Image point annotation entries
[Start]

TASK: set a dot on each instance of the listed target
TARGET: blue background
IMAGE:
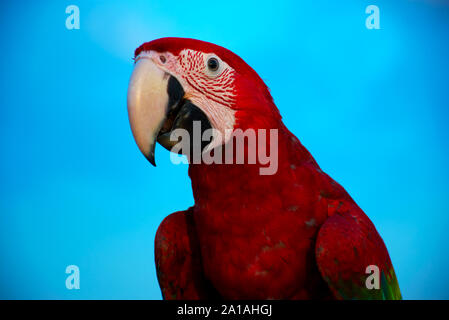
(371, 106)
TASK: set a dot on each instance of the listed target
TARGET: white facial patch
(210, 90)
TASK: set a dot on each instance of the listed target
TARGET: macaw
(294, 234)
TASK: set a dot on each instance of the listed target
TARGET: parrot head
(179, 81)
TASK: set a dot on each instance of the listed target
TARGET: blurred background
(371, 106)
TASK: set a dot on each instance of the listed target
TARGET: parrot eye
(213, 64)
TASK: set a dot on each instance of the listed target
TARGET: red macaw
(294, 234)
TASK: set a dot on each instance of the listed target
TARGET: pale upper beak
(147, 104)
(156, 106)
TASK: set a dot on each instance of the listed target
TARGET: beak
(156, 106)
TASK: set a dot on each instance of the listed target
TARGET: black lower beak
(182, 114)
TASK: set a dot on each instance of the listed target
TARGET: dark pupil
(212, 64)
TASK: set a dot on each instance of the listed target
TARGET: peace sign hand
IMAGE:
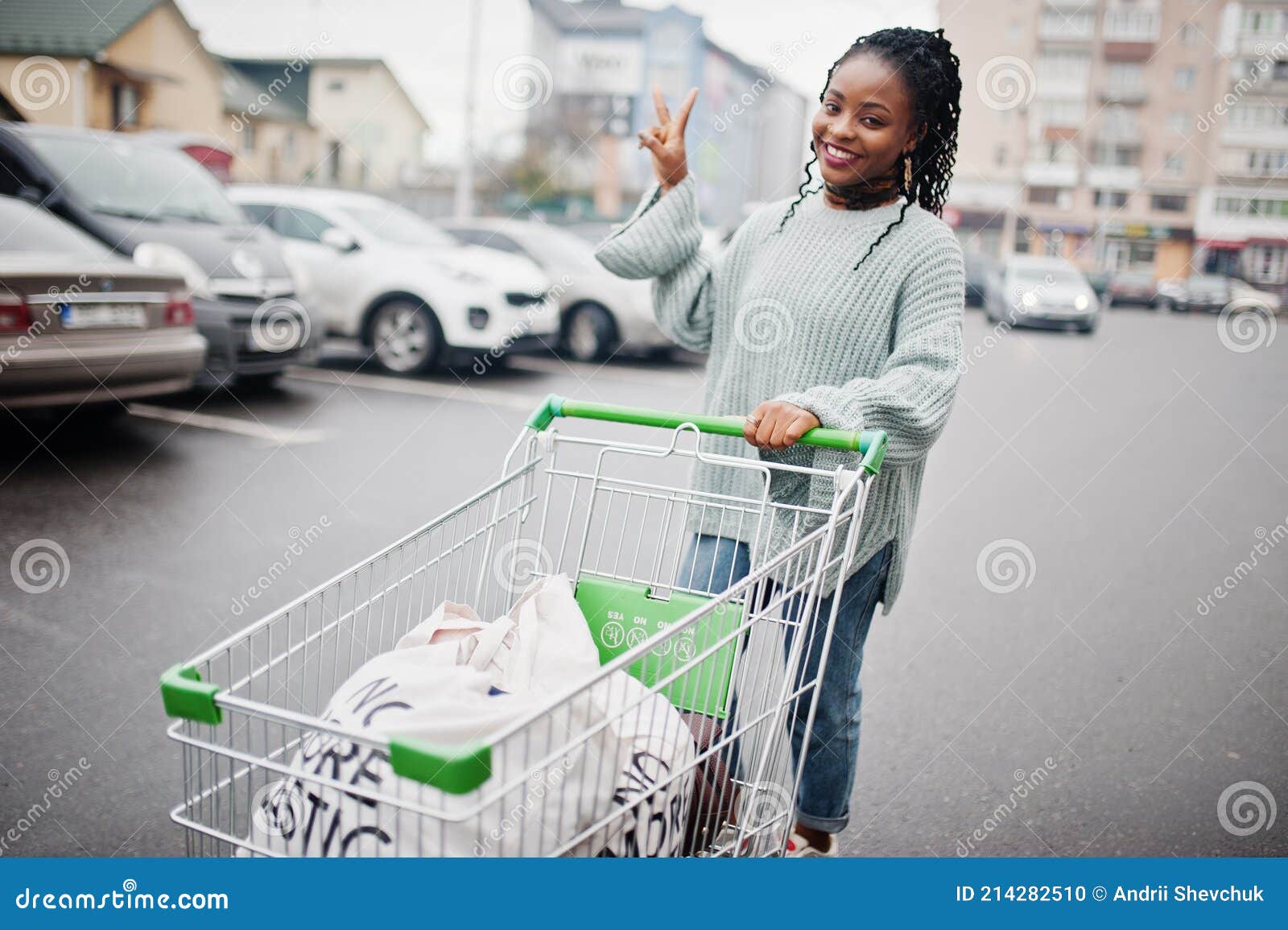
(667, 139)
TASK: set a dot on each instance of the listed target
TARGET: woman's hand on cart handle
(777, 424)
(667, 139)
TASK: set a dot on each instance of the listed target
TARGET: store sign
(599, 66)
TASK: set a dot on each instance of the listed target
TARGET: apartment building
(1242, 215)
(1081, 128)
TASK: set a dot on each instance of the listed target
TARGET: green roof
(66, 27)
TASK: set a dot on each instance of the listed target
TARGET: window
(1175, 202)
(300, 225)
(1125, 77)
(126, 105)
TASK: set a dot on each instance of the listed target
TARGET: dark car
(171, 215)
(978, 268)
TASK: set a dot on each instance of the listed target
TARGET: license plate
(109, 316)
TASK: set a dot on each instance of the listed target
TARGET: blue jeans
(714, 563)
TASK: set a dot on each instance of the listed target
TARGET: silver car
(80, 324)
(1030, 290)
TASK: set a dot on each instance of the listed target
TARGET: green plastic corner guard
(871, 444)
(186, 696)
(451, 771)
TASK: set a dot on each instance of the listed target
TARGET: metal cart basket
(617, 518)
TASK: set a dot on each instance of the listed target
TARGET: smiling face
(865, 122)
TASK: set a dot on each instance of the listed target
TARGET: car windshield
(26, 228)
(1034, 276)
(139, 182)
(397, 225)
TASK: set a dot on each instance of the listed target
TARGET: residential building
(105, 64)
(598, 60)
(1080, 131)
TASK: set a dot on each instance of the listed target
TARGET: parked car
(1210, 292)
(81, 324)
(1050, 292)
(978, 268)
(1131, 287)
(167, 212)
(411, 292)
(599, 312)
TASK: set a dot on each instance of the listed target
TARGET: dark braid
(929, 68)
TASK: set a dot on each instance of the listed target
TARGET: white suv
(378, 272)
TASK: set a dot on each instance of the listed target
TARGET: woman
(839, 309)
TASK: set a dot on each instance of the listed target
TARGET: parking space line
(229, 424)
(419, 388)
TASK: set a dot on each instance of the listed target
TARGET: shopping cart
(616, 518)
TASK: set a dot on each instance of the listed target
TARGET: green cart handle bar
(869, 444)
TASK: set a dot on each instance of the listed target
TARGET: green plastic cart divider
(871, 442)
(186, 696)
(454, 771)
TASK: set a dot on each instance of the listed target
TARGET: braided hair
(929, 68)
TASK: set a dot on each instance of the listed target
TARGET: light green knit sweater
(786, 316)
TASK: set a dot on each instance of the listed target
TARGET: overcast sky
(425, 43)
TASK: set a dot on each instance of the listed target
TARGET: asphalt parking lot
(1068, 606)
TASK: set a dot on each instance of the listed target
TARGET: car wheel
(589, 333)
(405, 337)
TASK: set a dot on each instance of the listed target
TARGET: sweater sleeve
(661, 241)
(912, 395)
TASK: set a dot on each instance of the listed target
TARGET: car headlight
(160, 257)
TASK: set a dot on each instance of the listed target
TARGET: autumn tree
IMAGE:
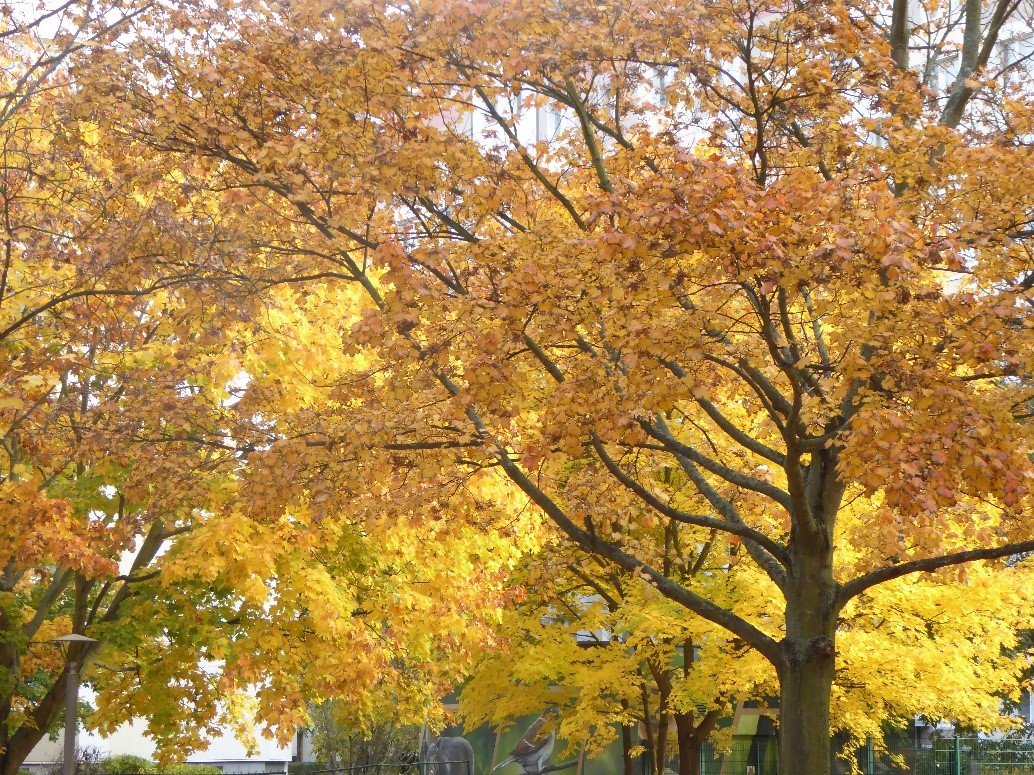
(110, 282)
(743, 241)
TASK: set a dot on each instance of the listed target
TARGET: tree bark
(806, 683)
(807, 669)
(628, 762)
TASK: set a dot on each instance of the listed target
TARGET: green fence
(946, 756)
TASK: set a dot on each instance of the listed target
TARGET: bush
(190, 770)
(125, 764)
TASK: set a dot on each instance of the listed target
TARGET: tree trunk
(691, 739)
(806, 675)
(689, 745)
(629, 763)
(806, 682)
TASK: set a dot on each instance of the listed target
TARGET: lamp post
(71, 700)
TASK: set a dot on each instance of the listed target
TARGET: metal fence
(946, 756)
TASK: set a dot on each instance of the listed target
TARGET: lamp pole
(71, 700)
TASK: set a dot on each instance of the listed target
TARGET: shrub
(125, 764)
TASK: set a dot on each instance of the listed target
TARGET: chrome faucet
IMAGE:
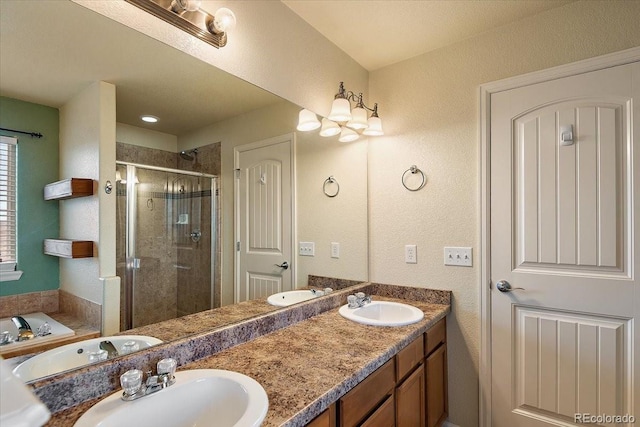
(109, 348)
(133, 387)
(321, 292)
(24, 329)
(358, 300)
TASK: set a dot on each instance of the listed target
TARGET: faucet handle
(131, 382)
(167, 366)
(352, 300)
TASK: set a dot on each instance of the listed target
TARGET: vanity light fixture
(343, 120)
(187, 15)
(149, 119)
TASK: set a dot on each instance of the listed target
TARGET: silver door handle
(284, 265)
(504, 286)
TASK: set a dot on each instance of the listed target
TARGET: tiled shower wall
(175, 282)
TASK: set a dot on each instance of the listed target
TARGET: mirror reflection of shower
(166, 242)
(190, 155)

[End]

WRITTEN REQUEST
Without including the pictures, return each record above exactly as it stands.

SOLUTION
TASK: set a dot on each instance of the listed target
TARGET: blue background
IMAGE:
(371, 106)
TASK: set a dot on each instance of the listed target
TARGET: white facial patch
(210, 90)
TASK: set a dot on each instance of the listed target
TARGET: macaw
(294, 234)
TASK: set a dot on each instance of the listed target
TARGET: parrot head
(179, 81)
TASK: set a dot on each instance of the listed target
TARGET: blurred background
(371, 106)
TASK: set a dot on each instance of the listed target
TARGET: parrot eye
(213, 64)
TASK: set a dot on each instance of the listed target
TARGET: red macaw
(294, 234)
TASK: set a dot on each instance of the listed target
TARGET: pale upper beak
(147, 104)
(156, 106)
TASK: set a dot on each instance of the listed target
TARGET: beak
(156, 106)
TASK: set a dot on each instance of the listed target
TARGET: black lower beak
(182, 114)
TASK: set a dot on each instance of the listed target
TARGET: dark pupil
(212, 64)
TASK: set a dot on each instance of the listed target
TARGET: peace sign hand
IMAGE:
(667, 139)
TASK: set a dot on each instance of the listed target
TARGET: woman's hand on cart handle
(777, 424)
(667, 139)
TASK: set a dot on each instance of the listed target
TARGET: store sign
(599, 66)
TASK: set a dot on each instance of the listed target
TARGET: apartment building
(1242, 215)
(1081, 128)
TASK: set a dot on each instance of the listed target
TARGET: green roof
(66, 27)
TASK: set a dot on each instance of the listed target
TARGET: window
(1175, 202)
(300, 225)
(1125, 77)
(126, 105)
TASK: set a dot on each instance of the listed target
TARGET: dark car
(171, 215)
(978, 268)
TASK: set a dot on each instance of the listed target
TARGET: license plate
(109, 316)
TASK: set a dot on each instance of the listed target
TARGET: blue jeans
(714, 563)
TASK: set a dot on each instance of the listed target
TARGET: silver car
(80, 324)
(1030, 290)
TASK: set a dot on each instance of the listed target
TARGET: green plastic corner guard
(871, 444)
(186, 696)
(451, 771)
TASK: set a dot on each instance of the listed target
TARGET: metal cart basket
(617, 518)
TASK: set a dot on each instance of the listed target
TARGET: smiling face
(865, 122)
TASK: set a dot on each instance of the listed target
TARGET: car windshield
(26, 228)
(1034, 276)
(139, 182)
(397, 225)
TASK: set a dot on each instance of the listed target
TARGET: residential building
(105, 64)
(598, 60)
(1080, 131)
TASK: set a dot on each instance of the listed target
TARGET: parked car
(1210, 292)
(81, 324)
(1050, 292)
(978, 268)
(1131, 287)
(167, 212)
(411, 292)
(599, 312)
TASK: set a dot on each instance of the listed target
TARGET: dark braid
(929, 68)
TASK: set a dot on each instance of the listed target
TARGET: white suv
(378, 272)
TASK: set a dot on each instance of the listed target
TARGET: woman
(839, 309)
TASK: set a dot on each instance of the listed target
TARGET: parking space line
(229, 424)
(419, 388)
TASK: set a dot on each instance of the listed target
TARGET: shopping cart
(616, 518)
TASK: set a dot on each instance of the listed target
TARGET: green cart handle bar
(869, 444)
TASK: set a dot on each instance of the listed target
TARGET: green plastic cart divider
(871, 442)
(186, 696)
(454, 771)
TASK: set a dot on each instance of the listed target
TARGET: braided hair
(929, 68)
TASK: set a dot on each instance of the listed target
TARGET: light green knit sweater
(786, 316)
TASK: set a dot on each instance of the listed target
TARGET: overcast sky
(425, 43)
TASK: set a dot on each instance of the listed target
TARGET: asphalt parking lot
(1068, 606)
TASK: set a dot on each instance of the listed target
TARGET: car wheel
(589, 333)
(405, 337)
TASK: set a dot on each instance of the listed target
TARGET: sweater sleeve
(661, 241)
(912, 395)
TASK: set a dot on each instance of the listed target
TARGET: car headlight
(160, 257)
TASK: set a dot on each instance of the listed target
TARGET: autumn tree
IMAGE:
(110, 282)
(743, 241)
TASK: set a dot on each instance of the listed target
TARGET: tree bark
(806, 683)
(807, 669)
(628, 762)
TASK: set a dot on each instance of the listed target
TARGET: green fence
(946, 756)
TASK: set a dot on each instance of the listed target
TARGET: bush
(190, 770)
(125, 764)
TASK: set a dot on each instance of the listed target
TARGET: tree trunk
(691, 739)
(806, 675)
(689, 745)
(629, 763)
(806, 682)
TASK: set a dot on each instance of the listed target
TARGET: lamp post
(71, 700)
TASK: set a dot on each instance of the listed target
TARGET: metal fence
(946, 756)
TASK: set a dot on each instance of the listed target
TARGET: lamp pole
(71, 700)
TASK: set a dot on each instance of the listed target
TARGET: shrub
(125, 764)
TASK: set a dot on each instance of the listed target
TARGET: chrome faucet
IMAGE:
(109, 348)
(133, 387)
(321, 292)
(24, 329)
(358, 300)
TASK: set a dot on each instance of the listed target
TARGET: faucet handle
(131, 382)
(167, 366)
(352, 300)
TASK: set a dot on each instance of the listed target
TARGET: vanity light fixture
(343, 120)
(187, 15)
(149, 119)
TASK: set a dot on each instance of the listed target
TARGET: silver door handle
(284, 265)
(504, 286)
TASK: set a dot on each instance of the listed target
TARGET: tiled shower wall
(175, 282)
TASK: set a dot on each instance of the listed target
TARGET: mirror reflection of shower
(166, 242)
(190, 155)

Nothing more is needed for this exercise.